* SOURCE
* * *
Pineapple Upside-down Cake is a retro classic! This delightful and delicious dessert features a soft, buttery vanilla cake infused with sweet pineapple juice and gooey caramelized brown sugar, then finished with canned pineapple rings and maraschino cherries. It’s a cake for all occasions and celebrations!
If my grandmother made a cake, it was a pineapple upside-down cake. It’s the only homemade cake recipe I can recall from my childhood (on my dad’s side). Truthfully, I didn’t care for it then (sorry, Grandma), but I’ve come around.
Easy Pineapple Upside Down Cake
To make this pineapple upside-down cake, pineapple slices and maraschino cherries are placed in a gooey, sticky mixture of melted butter and brown sugar at the bottom of a cake pan. The buttery vanilla cake batter is poured over the top and baked. After baking, the pan is inverted (aka flipped upside down) and turned out of the pan, revealing the rich, sugary topping of caramelized pineapples and cherries.
Yummy, yes? Let’s make it.
Best Pan for Pineapple Upside Down Cake
You have several options here, all of which are equally great. The most popular choice is an 8-inch or 9-inch round cake pan. round pan works nicely since it allows the pineapple rings to fit snugly together. Alternatively, you can use a large, well-seasoned cast iron skillet or a square or rectangular baking dish.
Most importantly, however, use a pan that is at least 2 inches deep and grease the pan’s bottom thoroughly (or line it with parchment paper) to ensure the cake releases easily when flipped.
Key Ingredients
Find the printable recipe with measurements in the recipe card below.
- Butter: If you have salted and unsalted butter available, I recommend using unsalted butter for the cake batter and salted butter for the caramel-like topping. If not, use your preference. I prefer salted butter.
- Sugar: We will need both granulated sugar and brown sugar. The granulated sugar will sweeten the cake, while the brown sugar will mix with the melted butter to make a sticky caramel-like topping.
- Eggs plus egg yolks: Eggs are a binder, helping give the cake its light, airy texture.
- Vegetable oil: To keep the cake moist.
- Vanilla extract: To make it a vanilla cake!
- Milk: For moisture. Tip: For more pineapple flavor, swap half of the milk for pineapple juice.
- Dry ingredients: All-purpose flour, cornstarch, baking powder, and salt.
- Pineapple slices: Canned pineapple rings are most often used because they’re convenient and sliced in even, perfect slices. However, you may also use fresh pineapple if preferred.
- Maraschino cherries: The cherries are placed in the center of the pineapple rings for color and sweetness. They are primarily used for decoration; omit them if desired.
* * *
* EXERCISE REQUIREMENTS
Can you turn the recipe paragraph that begins "To make this pineapple upside-down cake" into a short list of steps, keeping its main facts? The records after this point are separate material and have no connection to the recipe.

* RECORDS PROVIDED
* * *
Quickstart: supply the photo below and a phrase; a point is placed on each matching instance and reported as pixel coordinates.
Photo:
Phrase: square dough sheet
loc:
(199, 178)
* * *
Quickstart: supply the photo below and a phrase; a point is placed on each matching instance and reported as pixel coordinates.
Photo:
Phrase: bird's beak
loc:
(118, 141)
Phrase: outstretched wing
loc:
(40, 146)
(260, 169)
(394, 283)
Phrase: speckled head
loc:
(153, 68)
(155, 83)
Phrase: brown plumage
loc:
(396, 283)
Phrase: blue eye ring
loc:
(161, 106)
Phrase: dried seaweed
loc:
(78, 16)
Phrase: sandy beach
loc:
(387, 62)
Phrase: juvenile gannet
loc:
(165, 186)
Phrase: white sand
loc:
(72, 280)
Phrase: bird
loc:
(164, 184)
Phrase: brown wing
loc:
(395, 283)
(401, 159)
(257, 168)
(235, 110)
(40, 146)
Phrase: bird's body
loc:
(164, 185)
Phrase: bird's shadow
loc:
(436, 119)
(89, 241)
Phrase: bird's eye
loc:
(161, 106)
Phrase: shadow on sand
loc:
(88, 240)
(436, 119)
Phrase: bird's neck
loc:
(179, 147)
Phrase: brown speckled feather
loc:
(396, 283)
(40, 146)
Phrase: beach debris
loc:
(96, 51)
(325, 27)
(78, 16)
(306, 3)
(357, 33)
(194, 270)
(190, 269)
* * *
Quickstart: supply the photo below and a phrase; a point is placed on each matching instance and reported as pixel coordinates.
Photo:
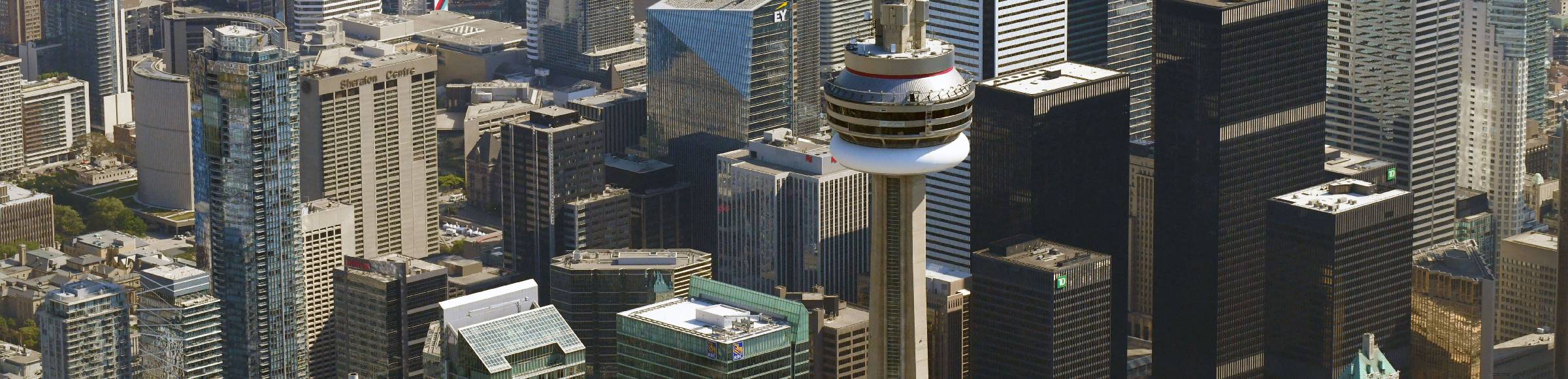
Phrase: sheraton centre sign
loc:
* * *
* RESPONSE BELOW
1. Place pineapple slices and maraschino cherries in a gooey, sticky mixture of melted butter and brown sugar at the bottom of a cake pan.
2. Pour the buttery vanilla cake batter over the top and bake.
3. Invert the pan (flip it upside down) and turn the cake out, revealing the rich, sugary topping of caramelized pineapples and cherries.